## Goal
Write out the lines below again word for word, but leave out the pictures.

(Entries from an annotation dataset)
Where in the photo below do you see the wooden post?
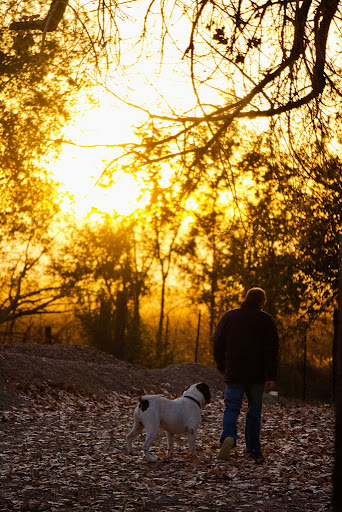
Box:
[45,325,52,345]
[302,332,308,402]
[333,224,342,512]
[195,310,201,363]
[163,315,170,366]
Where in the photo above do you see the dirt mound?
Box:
[0,344,223,409]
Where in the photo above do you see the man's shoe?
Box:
[245,452,265,464]
[217,437,235,460]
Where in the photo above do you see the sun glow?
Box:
[53,101,149,220]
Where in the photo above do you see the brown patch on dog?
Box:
[139,398,150,412]
[196,382,211,404]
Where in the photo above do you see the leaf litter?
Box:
[0,345,334,512]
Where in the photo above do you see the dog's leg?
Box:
[166,430,175,459]
[143,425,159,462]
[188,428,196,457]
[126,419,144,455]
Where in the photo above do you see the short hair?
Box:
[244,287,266,307]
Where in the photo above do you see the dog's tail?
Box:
[139,398,150,412]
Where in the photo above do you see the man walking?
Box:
[214,288,279,462]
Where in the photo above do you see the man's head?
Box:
[244,288,266,309]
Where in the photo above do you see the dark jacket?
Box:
[214,304,279,385]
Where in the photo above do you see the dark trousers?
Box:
[220,384,264,457]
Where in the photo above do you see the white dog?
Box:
[126,382,211,462]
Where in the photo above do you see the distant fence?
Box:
[0,325,56,345]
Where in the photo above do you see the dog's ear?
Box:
[196,382,211,404]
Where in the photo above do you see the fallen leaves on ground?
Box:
[0,384,334,512]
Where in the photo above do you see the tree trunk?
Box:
[333,226,342,512]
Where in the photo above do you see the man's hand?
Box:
[264,380,275,393]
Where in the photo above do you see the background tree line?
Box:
[1,115,342,400]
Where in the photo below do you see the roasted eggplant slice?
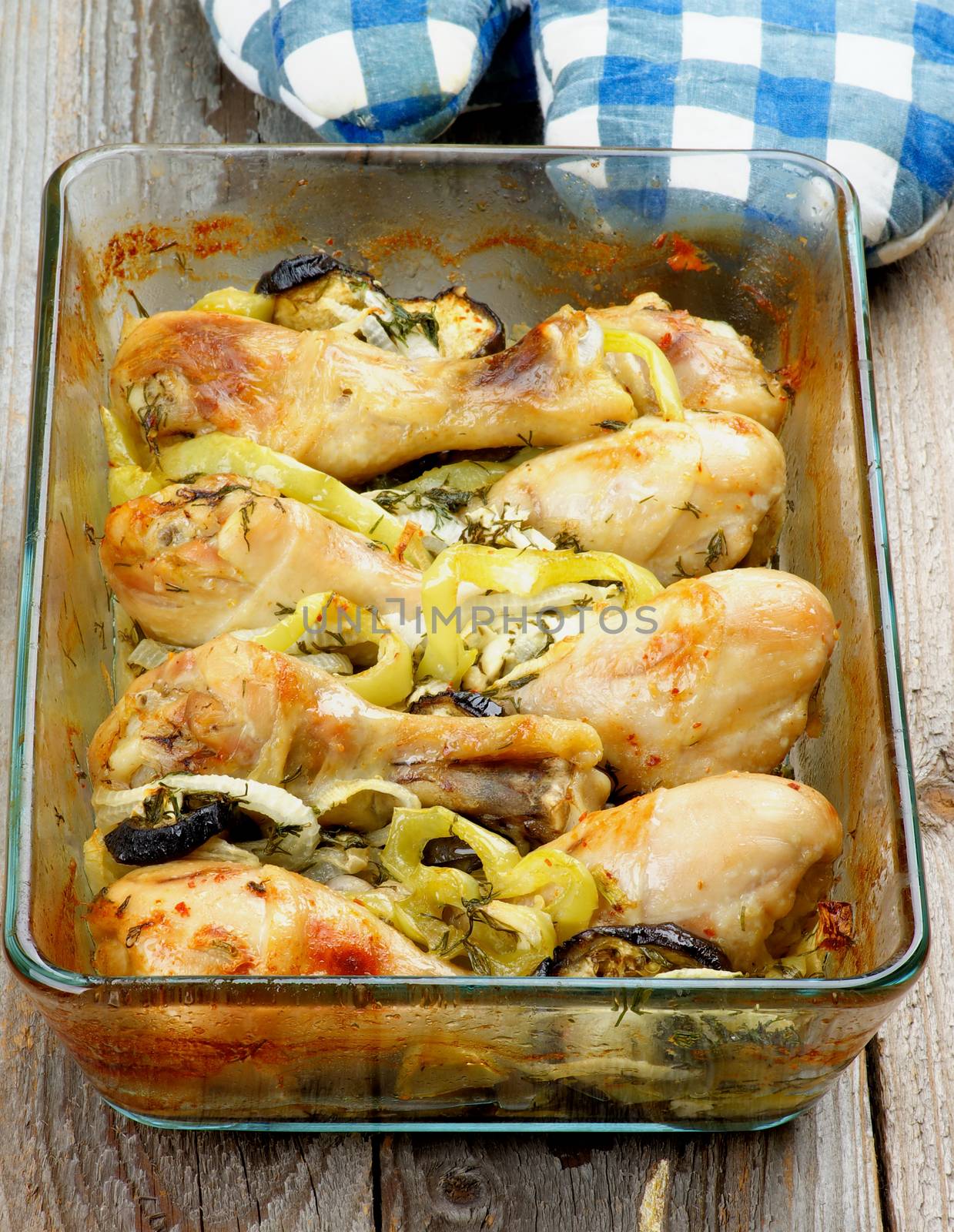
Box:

## Exercise response
Where in the photo below do you see the wooden post?
Box:
[45,325,52,345]
[302,332,308,402]
[333,224,342,512]
[195,310,201,363]
[163,315,170,366]
Where in the photo above do you see the dirt mound?
Box:
[0,344,223,409]
Where in the photo above do you see the man's shoe?
Box:
[245,452,265,464]
[217,437,235,460]
Where in the photo above do you see the sun glow?
Box:
[53,101,149,220]
Where in the photo above do you see the brown patch on dog?
Box:
[139,398,150,412]
[196,382,211,404]
Where in the photo above do you see the leaf litter?
Box:
[0,345,334,512]
Where in the photo above do you see the dog's leg?
Box:
[166,430,175,459]
[143,425,159,462]
[188,428,196,457]
[126,419,144,455]
Where in the photo above do you see the short hair?
Box:
[244,287,266,307]
Where in the photo above do you see the dog's tail?
Box:
[139,398,150,412]
Where in the photo above do you see the man walking?
Box:
[214,288,279,462]
Where in the photo above do you see the man's head?
Box:
[244,288,266,309]
Where in the photo above do you see the dark jacket?
Box:
[214,304,279,385]
Where in the photo above do you see the dark trousers?
Box:
[220,384,264,457]
Where in the photo above do you see the white dog?
Box:
[126,382,211,462]
Where in the photo above do you see the distant fence?
Box:
[0,325,56,345]
Where in the photo above do you see the dog's ear?
Box:
[196,382,211,404]
Where in the photo above do you see the fallen leaves on ground?
Box:
[0,384,334,512]
Where in the photo above do you see the tree trunk?
Box:
[333,226,342,512]
Where in the photo above do you see the man's hand?
Box:
[264,380,275,393]
Where in the photo above do you see the background tree line?
Box:
[1,115,342,400]
Where in the photo below do you see the roasted eggplant slice?
Box:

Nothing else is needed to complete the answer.